- **Your instructions**: In the rows below, render the stretch from the line containing "basketball in the image above." through the line containing "0;0;932;364" as a JSON list of strings, one string per line and with blank lines omitted.

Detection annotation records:
--

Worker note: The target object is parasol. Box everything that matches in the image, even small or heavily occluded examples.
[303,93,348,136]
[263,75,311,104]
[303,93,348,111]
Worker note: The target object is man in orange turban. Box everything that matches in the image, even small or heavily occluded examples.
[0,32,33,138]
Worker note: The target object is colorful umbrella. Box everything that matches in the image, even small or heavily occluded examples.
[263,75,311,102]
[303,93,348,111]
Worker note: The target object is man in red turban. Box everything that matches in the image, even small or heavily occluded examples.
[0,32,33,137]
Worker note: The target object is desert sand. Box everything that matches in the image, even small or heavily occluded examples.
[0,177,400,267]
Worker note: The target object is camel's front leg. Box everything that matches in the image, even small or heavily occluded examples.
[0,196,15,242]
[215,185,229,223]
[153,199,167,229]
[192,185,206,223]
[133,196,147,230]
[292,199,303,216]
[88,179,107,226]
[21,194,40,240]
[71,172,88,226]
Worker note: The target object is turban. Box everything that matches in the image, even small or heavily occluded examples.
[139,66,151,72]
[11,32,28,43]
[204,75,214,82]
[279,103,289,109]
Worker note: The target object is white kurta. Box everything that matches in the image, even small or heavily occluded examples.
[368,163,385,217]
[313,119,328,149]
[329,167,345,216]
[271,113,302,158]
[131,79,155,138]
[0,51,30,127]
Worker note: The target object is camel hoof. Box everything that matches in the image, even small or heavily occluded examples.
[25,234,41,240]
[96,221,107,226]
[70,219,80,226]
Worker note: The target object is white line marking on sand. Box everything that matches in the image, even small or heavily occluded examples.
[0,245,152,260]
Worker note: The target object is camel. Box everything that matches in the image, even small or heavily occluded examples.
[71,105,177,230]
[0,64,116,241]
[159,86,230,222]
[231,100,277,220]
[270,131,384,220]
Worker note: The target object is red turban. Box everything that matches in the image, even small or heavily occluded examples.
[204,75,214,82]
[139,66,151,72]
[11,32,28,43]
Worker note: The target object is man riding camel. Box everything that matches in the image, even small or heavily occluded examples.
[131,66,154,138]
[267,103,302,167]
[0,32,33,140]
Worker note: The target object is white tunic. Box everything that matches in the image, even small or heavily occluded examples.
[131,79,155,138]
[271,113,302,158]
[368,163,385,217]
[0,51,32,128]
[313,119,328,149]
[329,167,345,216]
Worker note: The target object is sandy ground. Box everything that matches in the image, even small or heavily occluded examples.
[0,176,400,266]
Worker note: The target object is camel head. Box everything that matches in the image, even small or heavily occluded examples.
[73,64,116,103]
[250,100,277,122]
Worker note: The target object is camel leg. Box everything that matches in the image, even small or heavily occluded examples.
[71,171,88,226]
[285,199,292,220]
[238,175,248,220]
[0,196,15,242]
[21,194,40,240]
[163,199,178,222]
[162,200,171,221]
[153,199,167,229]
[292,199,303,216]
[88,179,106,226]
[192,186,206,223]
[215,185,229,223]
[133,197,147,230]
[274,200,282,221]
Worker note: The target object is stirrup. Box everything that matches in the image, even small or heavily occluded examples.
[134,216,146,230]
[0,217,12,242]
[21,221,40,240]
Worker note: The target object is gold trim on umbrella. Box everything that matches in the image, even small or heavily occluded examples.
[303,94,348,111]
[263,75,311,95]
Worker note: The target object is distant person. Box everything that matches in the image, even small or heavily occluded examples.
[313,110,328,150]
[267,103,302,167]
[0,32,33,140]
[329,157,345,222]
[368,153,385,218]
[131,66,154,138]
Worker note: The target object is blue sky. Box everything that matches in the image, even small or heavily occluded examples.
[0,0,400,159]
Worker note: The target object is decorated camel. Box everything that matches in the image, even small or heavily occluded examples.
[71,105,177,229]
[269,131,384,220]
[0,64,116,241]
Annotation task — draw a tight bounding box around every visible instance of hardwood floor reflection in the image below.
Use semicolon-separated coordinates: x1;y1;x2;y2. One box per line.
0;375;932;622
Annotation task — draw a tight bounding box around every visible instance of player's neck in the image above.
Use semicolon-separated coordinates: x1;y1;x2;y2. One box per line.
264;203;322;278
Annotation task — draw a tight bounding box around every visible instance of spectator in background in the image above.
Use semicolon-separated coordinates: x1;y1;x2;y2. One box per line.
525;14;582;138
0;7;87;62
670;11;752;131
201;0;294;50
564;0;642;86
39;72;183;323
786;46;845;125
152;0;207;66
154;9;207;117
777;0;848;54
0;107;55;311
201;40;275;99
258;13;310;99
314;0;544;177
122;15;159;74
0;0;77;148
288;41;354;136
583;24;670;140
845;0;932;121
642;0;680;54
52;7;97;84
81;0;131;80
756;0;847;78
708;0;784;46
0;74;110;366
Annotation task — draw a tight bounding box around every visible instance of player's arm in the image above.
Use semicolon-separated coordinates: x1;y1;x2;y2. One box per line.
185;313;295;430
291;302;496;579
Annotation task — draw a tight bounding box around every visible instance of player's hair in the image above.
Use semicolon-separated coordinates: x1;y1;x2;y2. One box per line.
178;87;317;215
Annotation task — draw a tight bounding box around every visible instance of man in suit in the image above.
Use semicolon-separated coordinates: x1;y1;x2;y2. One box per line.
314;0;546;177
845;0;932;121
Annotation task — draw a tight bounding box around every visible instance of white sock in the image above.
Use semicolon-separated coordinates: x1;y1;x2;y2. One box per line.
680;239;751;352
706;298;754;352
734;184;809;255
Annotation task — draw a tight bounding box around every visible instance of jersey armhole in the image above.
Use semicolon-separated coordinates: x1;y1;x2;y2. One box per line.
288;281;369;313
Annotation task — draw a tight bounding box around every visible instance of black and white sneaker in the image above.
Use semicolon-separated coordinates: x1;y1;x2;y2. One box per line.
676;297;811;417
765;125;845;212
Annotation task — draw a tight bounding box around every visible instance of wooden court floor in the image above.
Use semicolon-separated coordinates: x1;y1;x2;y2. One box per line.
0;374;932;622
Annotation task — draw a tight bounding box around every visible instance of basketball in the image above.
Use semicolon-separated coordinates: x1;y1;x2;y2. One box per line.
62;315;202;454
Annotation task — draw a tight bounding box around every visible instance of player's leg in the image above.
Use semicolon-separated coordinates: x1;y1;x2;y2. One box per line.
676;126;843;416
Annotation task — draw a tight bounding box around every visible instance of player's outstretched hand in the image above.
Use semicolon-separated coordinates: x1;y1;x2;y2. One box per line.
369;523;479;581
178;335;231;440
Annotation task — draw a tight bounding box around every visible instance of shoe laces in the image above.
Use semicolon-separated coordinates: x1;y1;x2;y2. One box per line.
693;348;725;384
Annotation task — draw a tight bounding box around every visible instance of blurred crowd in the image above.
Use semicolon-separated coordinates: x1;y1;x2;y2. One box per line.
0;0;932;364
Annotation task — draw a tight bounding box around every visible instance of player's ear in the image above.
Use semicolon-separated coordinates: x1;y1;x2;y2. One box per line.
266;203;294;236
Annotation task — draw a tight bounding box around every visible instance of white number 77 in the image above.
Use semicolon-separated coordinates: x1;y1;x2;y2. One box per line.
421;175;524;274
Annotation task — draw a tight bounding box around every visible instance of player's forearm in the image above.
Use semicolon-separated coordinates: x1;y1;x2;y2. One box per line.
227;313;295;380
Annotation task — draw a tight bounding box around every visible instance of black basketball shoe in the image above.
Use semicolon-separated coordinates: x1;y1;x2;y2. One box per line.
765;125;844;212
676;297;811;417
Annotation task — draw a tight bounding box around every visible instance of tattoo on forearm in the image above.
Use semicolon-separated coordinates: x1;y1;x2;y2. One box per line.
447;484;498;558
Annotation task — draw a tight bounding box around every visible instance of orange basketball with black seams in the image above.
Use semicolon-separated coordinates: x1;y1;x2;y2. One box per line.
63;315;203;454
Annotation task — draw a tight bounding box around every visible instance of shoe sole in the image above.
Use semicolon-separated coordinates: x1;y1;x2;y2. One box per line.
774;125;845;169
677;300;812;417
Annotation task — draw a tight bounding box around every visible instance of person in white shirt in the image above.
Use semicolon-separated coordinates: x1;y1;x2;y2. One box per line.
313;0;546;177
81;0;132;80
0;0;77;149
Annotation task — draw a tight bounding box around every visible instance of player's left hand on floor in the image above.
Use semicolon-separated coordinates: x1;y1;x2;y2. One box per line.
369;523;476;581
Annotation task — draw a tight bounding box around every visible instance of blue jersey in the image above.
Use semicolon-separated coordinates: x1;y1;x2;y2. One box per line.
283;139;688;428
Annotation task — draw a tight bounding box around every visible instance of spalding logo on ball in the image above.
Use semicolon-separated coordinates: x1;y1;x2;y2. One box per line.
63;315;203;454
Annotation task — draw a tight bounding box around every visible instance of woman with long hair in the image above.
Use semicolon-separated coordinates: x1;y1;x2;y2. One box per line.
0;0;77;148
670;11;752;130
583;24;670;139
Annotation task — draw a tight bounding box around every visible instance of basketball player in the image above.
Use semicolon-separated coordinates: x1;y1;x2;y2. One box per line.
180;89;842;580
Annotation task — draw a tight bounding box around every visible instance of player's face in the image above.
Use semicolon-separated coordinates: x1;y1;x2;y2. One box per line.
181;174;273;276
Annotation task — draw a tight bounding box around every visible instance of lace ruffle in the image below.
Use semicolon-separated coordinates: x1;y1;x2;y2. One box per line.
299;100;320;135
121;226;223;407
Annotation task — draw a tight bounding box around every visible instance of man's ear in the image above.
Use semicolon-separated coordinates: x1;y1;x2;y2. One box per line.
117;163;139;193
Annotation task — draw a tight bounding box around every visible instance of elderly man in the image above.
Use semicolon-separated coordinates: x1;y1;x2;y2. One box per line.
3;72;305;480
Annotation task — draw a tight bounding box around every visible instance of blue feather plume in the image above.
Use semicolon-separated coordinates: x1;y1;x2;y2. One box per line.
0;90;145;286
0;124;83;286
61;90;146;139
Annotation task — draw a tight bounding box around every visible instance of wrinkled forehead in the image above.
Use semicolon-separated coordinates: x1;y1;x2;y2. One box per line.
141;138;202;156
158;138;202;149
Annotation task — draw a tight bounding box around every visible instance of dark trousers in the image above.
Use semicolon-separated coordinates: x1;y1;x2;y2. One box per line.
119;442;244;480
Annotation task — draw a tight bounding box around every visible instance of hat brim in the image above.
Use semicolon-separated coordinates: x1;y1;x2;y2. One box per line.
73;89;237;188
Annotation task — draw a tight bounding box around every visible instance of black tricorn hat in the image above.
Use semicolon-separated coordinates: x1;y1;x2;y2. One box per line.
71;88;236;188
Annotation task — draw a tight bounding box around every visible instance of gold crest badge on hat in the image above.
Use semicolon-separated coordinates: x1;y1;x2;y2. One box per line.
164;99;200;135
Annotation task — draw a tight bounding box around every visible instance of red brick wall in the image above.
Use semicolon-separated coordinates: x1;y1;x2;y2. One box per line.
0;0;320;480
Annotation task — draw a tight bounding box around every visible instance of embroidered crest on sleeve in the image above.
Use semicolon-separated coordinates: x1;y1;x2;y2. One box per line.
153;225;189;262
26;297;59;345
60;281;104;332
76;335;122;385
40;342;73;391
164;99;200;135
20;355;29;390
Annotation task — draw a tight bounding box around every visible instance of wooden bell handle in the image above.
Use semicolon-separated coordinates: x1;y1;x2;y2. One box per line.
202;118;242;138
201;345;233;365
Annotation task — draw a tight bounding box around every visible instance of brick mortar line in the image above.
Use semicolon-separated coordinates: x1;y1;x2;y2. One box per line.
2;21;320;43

--

- **Full answer**:
[
  "Annotation task — draw a tight bounding box around every visible instance of basketball in the image above.",
  "Use semicolon-separated coordinates: x1;y1;x2;y2. One box per line.",
  "62;315;202;454",
  "Annotation task — draw a tight bounding box around every visible instance of player's leg in the image above.",
  "Use semicolon-separated coordinates: x1;y1;x2;y2. One box per line.",
  "676;126;843;416",
  "Annotation task — draw a tight bounding box around every visible instance of player's outstretched hand in the image above.",
  "Use semicolon-separated coordinates: x1;y1;x2;y2. One box per line.",
  "369;523;479;581",
  "178;335;231;440",
  "Annotation task — draw a tight bounding box around every visible instance of shoe laces in the image above.",
  "Use semicolon-separated coordinates: x1;y1;x2;y2. One box per line.",
  "693;348;725;384",
  "Annotation task — draw a tight bounding box around every visible instance of blurred crowd in the image above.",
  "Use semicolon-separated coordinates: x1;y1;x2;y2. One box per line.",
  "0;0;932;364"
]